How to Efficiently Adapt Large Segmentation Model(SAM) to Medical Images

TL;DR

This work tackles the domain gap between natural and medical images by efficiently adapting Segment Anything (SAM) to medical segmentation. By freezing the SAM encoder and introducing non-promptable prediction heads—especially a ViT-based AutoSAM and a CNN head—the authors demonstrate strong few-shot performance on MRI segmentation, outperforming training-from-scratch and self-supervised baselines. They show that AutoSAM can generate multi-class masks without prompts and that prediction-head choice and encoder size influence results, with AutoSAM and CNN excelling in label-scarce settings. The findings advocate for a practical, prompt-free adaptation of SAM as a foundation model for medical imaging, while outlining directions for broader validation and more advanced head designs.

Abstract

The emerging scale segmentation model, Segment Anything (SAM), exhibits impressive capabilities in zero-shot segmentation for natural images. However, when applied to medical images, SAM suffers from noticeable performance drop. To make SAM a real ``foundation model" for the computer vision community, it is critical to find an efficient way to customize SAM for medical image dataset. In this work, we propose to freeze SAM encoder and finetune a lightweight task-specific prediction head, as most of weights in SAM are contributed by the encoder. In addition, SAM is a promptable model, while prompt is not necessarily available in all application cases, and precise prompts for multiple class segmentation are also time-consuming. Therefore, we explore three types of prompt-free prediction heads in this work, include ViT, CNN, and linear layers. For ViT head, we remove the prompt tokens in the mask decoder of SAM, which is named AutoSAM. AutoSAM can also generate masks for different classes with one single inference after modification. To evaluate the label-efficiency of our finetuning method, we compare the results of these three prediction heads on a public medical image segmentation dataset with limited labeled data. Experiments demonstrate that finetuning SAM significantly improves its performance on medical image dataset, even with just one labeled volume. Moreover, AutoSAM and CNN prediction head also has better segmentation accuracy than training from scratch and self-supervised learning approaches when there is a shortage of annotations.
Paper Structure (15 sections, 5 figures, 3 tables)

This paper contains 15 sections, 5 figures, 3 tables.

Figures (5)

  • Figure 1: T-SNE plot of embeddings encoded by SAM's image encoder from four datasets. The four datasets are Synapsemulti-atlas, ACDCbernard2018deep, ADE20Kzhou2017scene, and COCOlin2014microsoft. As is showed, there is a apparent domain shift from natural images to medical images in latent space. This may explain why SAM fails to have good performance on unseen medical image datasets.
  • Figure 2: Comparisons of SAM inference process and our SAM finetuing process. We freeze the weights in SAM encoder, and adds various of prediction heads to generate segmentation mask without prompts, including Vision Transformer (ViT), CNN, and linear layer. Also, our model can generate masks of difference target objects.
  • Figure 3: Illustration of mask decoder in SAM and AutoSAM. AutoSAM removes the prompt token so that it requires no input prompt, from which the name "Auto" come. To enable multi-class segmentation at the same time, AutoSAM copies the pair of auxiliary embeddings and image embedding by the number of classes. Parallel computing can reduce the computation overhead associated with the duplicated embedding. The two-way attention includes self-attention blocks and cross-attention blocks.
  • Figure 4: Visualization of prediction masks on ACDC dataset using different methods. SAM(box) is a zero-shot approach with only box-style prompts, and the prompts for three different classes are given at the same time. "UNet", "Encoder + CNN", and "AutoSAM" are trained with only one labeld volume.
  • Figure 5: The change of dice score with respect to the number of labeled data in training. The results of UNet, UNet + SimCLR, and AutoSAM are included. Best viewed in colors.

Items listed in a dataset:
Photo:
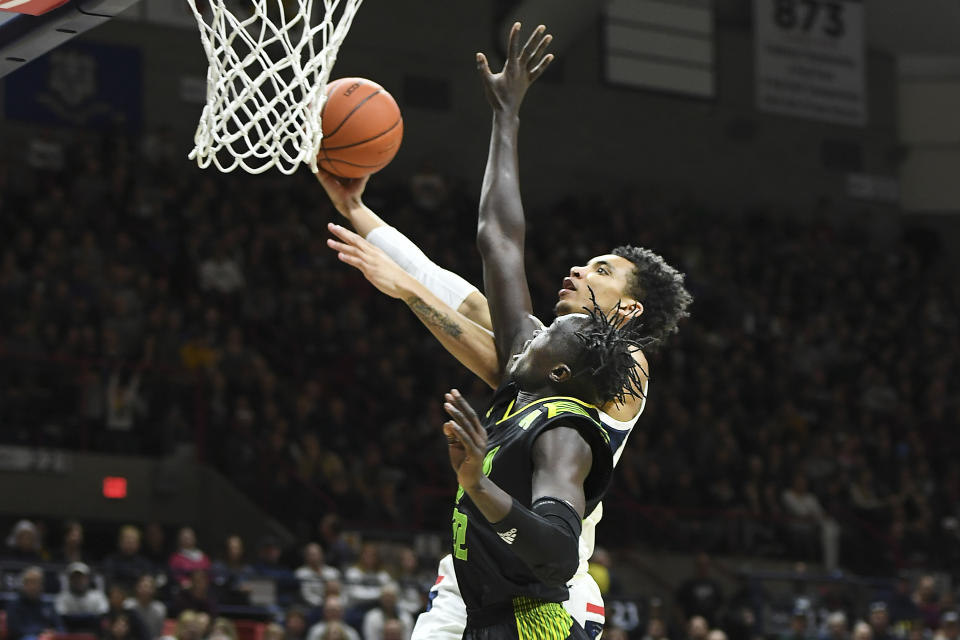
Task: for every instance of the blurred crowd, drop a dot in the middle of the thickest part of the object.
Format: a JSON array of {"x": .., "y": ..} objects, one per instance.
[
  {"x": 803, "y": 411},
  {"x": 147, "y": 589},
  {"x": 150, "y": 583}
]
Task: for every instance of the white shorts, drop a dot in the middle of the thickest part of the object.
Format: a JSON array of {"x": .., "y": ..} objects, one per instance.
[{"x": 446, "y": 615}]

* **Try it**
In the text on adapting SAM to medical images, what name is given to the ViT head built by removing the prompt tokens from SAM's mask decoder?

* **Solved problem**
AutoSAM